GIVEN REQUEST | Copy out all of the entries below word for word, with the pictures left out.

------------

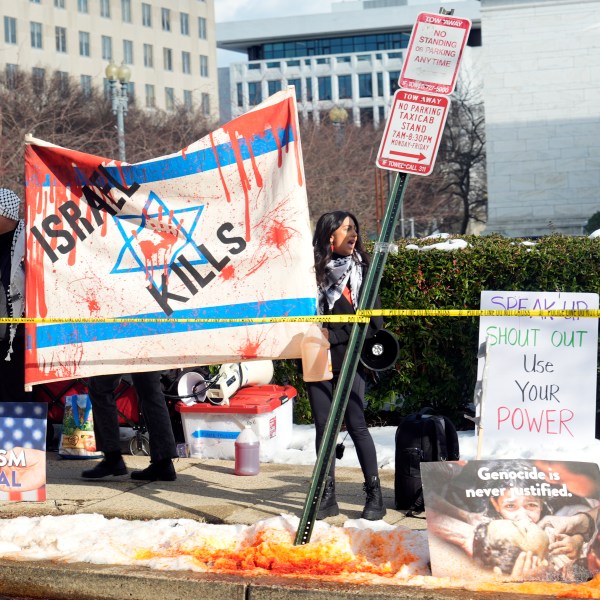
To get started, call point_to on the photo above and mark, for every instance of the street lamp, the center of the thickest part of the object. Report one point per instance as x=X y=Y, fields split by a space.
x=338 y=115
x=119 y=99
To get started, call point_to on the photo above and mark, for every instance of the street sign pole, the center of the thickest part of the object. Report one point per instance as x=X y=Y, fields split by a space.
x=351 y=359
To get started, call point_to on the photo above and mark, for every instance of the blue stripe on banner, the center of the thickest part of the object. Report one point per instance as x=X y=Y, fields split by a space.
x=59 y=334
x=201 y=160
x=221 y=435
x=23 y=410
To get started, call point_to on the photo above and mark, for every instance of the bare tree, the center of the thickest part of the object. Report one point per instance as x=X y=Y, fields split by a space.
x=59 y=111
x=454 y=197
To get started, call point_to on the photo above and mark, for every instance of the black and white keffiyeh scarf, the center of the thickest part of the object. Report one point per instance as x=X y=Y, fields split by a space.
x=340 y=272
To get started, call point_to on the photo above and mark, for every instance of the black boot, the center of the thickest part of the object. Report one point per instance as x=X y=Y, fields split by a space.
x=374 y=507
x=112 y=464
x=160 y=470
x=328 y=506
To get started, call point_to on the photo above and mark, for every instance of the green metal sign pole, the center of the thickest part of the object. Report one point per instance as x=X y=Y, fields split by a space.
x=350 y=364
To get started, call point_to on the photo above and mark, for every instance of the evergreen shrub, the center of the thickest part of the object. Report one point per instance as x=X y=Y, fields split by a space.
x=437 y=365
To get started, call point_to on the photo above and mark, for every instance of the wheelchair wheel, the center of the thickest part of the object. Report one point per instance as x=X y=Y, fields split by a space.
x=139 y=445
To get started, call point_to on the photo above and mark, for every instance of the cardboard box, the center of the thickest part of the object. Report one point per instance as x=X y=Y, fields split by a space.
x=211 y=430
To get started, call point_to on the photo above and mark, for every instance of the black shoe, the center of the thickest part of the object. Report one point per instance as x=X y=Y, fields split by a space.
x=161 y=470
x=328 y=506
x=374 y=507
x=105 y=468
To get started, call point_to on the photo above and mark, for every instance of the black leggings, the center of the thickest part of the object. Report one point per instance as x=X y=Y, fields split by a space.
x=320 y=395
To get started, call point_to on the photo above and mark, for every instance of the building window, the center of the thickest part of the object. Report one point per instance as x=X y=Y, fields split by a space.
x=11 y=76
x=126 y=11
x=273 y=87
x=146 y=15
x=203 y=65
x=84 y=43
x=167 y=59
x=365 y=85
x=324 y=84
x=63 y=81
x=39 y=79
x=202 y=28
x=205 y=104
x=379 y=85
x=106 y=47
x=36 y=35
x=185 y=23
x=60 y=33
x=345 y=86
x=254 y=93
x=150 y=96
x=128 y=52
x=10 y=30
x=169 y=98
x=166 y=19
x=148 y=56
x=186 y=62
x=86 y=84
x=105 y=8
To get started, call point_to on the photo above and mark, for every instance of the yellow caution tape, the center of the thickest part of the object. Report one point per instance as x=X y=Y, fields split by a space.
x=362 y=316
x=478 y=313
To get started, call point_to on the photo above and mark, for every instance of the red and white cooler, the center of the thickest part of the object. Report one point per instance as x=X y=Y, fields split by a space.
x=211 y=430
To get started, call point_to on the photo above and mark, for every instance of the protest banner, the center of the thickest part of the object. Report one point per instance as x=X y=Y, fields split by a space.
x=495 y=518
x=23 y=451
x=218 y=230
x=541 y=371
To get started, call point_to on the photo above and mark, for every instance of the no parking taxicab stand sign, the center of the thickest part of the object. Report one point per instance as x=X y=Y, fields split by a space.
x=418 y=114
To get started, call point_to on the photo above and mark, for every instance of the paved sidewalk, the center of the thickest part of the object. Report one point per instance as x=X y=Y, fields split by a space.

------------

THE REPLY |
To get started, call point_to on the photo above and mark, for every instance of the street lamp, the center of the thickest part of the object. Report one point per instance as x=X y=Y, fields split by a space.
x=338 y=115
x=119 y=99
To get started, call point_to on the photo above and mark, for every instance of the street sign pole, the center of the thickest part of the object. Report one point per instance as x=X y=Y, fields split by a space.
x=351 y=359
To get started, call point_to on the photo above and mark, for every instance of the blue stripe on banner, the center of the thickest part of the object. Report one point per instance as x=X y=Y, fields split by a space.
x=59 y=334
x=201 y=160
x=221 y=435
x=23 y=410
To get started, call point_to on the photo above and mark, for every instance of the bare tree, the center of the thickest part of the object. Report one point per instance as x=X y=Y, fields split by a space.
x=59 y=111
x=454 y=197
To get started, call point_to on the photo above and mark, for every instance of the black and white keffiyeh scarf, the center of the thickest part of the object. Report one point per instance as x=X y=Y, fields split by a space.
x=340 y=272
To get started, call point_to on the photo above and mark, for every instance of the black boot, the center of the thickest part of the object. Report one point per instance as x=X y=Y, fields split by a space.
x=374 y=507
x=112 y=464
x=160 y=470
x=328 y=506
To get started, call point_to on the photo above and mark, for every instance of the green metal sign pole, the center of the thickest part of the object. Report one point per instance as x=X y=Y, fields split by a space.
x=350 y=364
To get started, call point_to on the photo above and mark, for every instance of the evergreen shrub, the center of the thickest part of the object. Report one point per instance as x=X y=Y, fields split by a space.
x=437 y=365
To get started, call point_to on the photo above and mark, for every instance of the wheelchair wheel, the center of the thickest part of the object. Report one point per instance as x=X y=Y, fields split by a space.
x=139 y=445
To get started, call point_to on the photo above and mark, for every instance of the cardboard box, the center of the thickest part of the object. Report one point per instance as x=X y=Y, fields split by a space.
x=211 y=430
To get started, call point_to on the photo above and mark, for every instance of the black shoe, the center of the thickest part of the object. Report one point per instance as x=X y=Y, fields split by a space.
x=161 y=470
x=328 y=506
x=374 y=507
x=105 y=468
To get started, call point_to on the photo above and mark, for every instance of the black leggings, the center of the thickest part of the object. Report one point per instance as x=X y=Y, fields split by a space.
x=320 y=395
To get started, call point_to on the photo above and mark, for every instance of the building window, the center of the thickest part of the object. Report one point per instance as x=X y=Y, fields split by a space.
x=11 y=76
x=126 y=11
x=273 y=87
x=146 y=15
x=203 y=65
x=84 y=43
x=167 y=59
x=365 y=85
x=324 y=84
x=63 y=81
x=39 y=79
x=202 y=28
x=205 y=104
x=379 y=85
x=106 y=47
x=36 y=35
x=185 y=23
x=60 y=33
x=345 y=86
x=254 y=93
x=150 y=96
x=128 y=52
x=10 y=30
x=169 y=98
x=166 y=19
x=148 y=56
x=186 y=62
x=86 y=84
x=105 y=8
To get started, call point_to on the photo above and mark, for every instance of the yellow caution tape, the center of the thickest part of the object. Report one point per instance as x=X y=Y, fields split by a space.
x=362 y=316
x=478 y=313
To get started, call point_to on the photo above and mark, for every instance of the red and white cooler, the center of the thickest part of the object. Report one point per instance as x=X y=Y, fields split by a space.
x=211 y=430
To get started, call point_to on the photo above and mark, for every instance of the protest banner, the center of the thickest part of the object. Report one point per instance as x=X y=Y, fields split by a space.
x=495 y=518
x=23 y=451
x=218 y=230
x=541 y=371
To get started, call point_to on the photo above and mark, for every instance of the no parking taxicab stand sign, the center of the thickest part of the object. Report one point per instance as x=X y=Y, fields split by a space.
x=418 y=114
To get started, call point_to on the photo above and mark, for every instance of the paved sidewalk, the center of the thickest part of the object. Report one point per instance as x=X y=Y, fields split by a space.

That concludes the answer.